Aim of the task
Swap every "jacket" in the records below for "parka" and leave everything else unchanged.

Data shown

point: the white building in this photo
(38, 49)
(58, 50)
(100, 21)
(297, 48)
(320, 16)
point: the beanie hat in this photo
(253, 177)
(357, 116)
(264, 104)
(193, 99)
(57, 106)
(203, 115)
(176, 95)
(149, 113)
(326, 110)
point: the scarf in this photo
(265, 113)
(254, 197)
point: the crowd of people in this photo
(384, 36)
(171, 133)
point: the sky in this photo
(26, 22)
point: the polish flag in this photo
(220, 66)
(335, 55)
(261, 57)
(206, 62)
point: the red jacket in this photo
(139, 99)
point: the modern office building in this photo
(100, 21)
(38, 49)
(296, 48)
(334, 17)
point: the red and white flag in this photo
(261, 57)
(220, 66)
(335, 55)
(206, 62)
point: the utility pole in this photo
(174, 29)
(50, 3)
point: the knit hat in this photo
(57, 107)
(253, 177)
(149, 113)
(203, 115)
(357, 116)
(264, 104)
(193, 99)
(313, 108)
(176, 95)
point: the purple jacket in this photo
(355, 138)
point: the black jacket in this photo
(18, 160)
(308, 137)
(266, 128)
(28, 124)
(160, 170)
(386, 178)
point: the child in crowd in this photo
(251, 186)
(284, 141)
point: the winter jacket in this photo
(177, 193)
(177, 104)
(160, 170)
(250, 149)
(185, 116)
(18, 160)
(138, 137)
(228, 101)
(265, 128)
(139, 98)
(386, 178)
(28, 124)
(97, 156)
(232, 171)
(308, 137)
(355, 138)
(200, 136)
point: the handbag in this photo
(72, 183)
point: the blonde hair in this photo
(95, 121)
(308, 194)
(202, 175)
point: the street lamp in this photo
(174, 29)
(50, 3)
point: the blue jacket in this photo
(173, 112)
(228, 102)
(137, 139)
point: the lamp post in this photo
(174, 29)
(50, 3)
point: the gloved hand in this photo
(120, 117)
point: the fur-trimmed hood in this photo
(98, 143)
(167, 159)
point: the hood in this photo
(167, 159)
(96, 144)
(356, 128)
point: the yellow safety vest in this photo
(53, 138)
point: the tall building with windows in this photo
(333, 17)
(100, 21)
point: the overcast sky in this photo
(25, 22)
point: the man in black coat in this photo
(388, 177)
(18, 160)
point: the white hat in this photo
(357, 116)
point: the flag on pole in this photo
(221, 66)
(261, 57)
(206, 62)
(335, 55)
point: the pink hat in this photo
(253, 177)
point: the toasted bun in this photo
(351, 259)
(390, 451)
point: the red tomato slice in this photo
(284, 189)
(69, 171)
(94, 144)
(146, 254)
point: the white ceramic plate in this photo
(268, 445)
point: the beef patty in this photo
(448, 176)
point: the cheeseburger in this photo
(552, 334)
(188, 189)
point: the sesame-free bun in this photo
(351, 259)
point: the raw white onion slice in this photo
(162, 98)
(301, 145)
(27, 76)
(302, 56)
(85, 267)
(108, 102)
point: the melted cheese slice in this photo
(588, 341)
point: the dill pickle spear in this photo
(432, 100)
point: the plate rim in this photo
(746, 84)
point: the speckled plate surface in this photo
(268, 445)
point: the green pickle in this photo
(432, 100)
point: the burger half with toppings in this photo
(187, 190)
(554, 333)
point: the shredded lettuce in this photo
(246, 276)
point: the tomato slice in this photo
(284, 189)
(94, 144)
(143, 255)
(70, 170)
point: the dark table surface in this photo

Completed exercise
point: the white building in this photo
(38, 49)
(58, 50)
(100, 21)
(297, 48)
(320, 16)
point: the beanie hat in this photo
(253, 177)
(357, 116)
(264, 104)
(193, 99)
(57, 106)
(203, 115)
(176, 95)
(149, 113)
(326, 110)
point: the scarf in this photo
(265, 113)
(254, 197)
point: the crowd of people in this photo
(384, 36)
(171, 133)
point: the sky in this photo
(26, 22)
point: the polish flag in this photo
(220, 66)
(335, 55)
(261, 57)
(206, 62)
point: the red parka in this photo
(139, 99)
point: the modern office building in this photo
(100, 21)
(38, 49)
(296, 48)
(334, 17)
point: the red and white flag in this photo
(261, 57)
(220, 66)
(335, 55)
(206, 62)
point: the utility pole in this photo
(174, 29)
(50, 3)
point: the knit hat in this photo
(57, 107)
(253, 177)
(149, 113)
(203, 115)
(357, 116)
(264, 104)
(193, 99)
(313, 108)
(176, 95)
point: the purple parka in this photo
(355, 138)
point: the black parka in this photo
(18, 160)
(308, 137)
(266, 128)
(28, 124)
(160, 170)
(386, 178)
point: the child in crowd in this photo
(251, 186)
(284, 141)
point: the winter parka in this photo
(177, 193)
(177, 104)
(160, 170)
(250, 149)
(185, 116)
(18, 160)
(138, 137)
(228, 101)
(265, 128)
(139, 98)
(386, 178)
(28, 124)
(97, 156)
(232, 171)
(308, 137)
(355, 138)
(200, 136)
point: the handbag in this photo
(72, 183)
point: the blonde hair in this photo
(95, 121)
(308, 194)
(202, 175)
point: the street lamp in this photo
(174, 29)
(50, 3)
point: the blue parka in this photo
(173, 112)
(228, 102)
(137, 139)
point: the lamp post in this photo
(174, 29)
(50, 3)
point: the gloved hand in this photo
(120, 117)
point: the fur-trimmed hood in this photo
(98, 143)
(167, 159)
point: the hood in this photo
(167, 159)
(96, 144)
(356, 128)
point: the yellow safety vest in this photo
(53, 138)
point: the tall building with windows in this photo
(333, 17)
(100, 21)
point: the overcast sky in this photo
(25, 22)
point: the man in black coat in this photo
(388, 177)
(18, 160)
point: the white hat in this photo
(357, 116)
point: the flag on pole in this photo
(221, 66)
(261, 57)
(206, 62)
(335, 55)
point: the pink hat in this photo
(253, 177)
point: the toasted bun in this photo
(351, 259)
(390, 451)
point: the red tomato slice in this photo
(284, 189)
(69, 171)
(94, 144)
(146, 254)
point: the white ceramic plate in this photo
(268, 445)
point: the beef patty in this photo
(448, 176)
point: the cheeseburger in this photo
(552, 334)
(188, 189)
point: the sesame-free bun in this photo
(351, 259)
point: the raw white onion slice in this photo
(162, 98)
(301, 145)
(27, 76)
(302, 56)
(85, 267)
(108, 102)
point: the melted cheese slice in this photo
(588, 341)
point: the dill pickle spear in this photo
(432, 100)
point: the plate rim in this photo
(746, 84)
point: the speckled plate surface in this photo
(268, 445)
point: the green pickle in this photo
(432, 100)
point: the burger half with toppings in this photo
(187, 190)
(554, 333)
point: the shredded lettuce in this photo
(246, 276)
point: the tomato slice in this photo
(284, 189)
(94, 144)
(143, 255)
(70, 170)
point: the dark table surface in this photo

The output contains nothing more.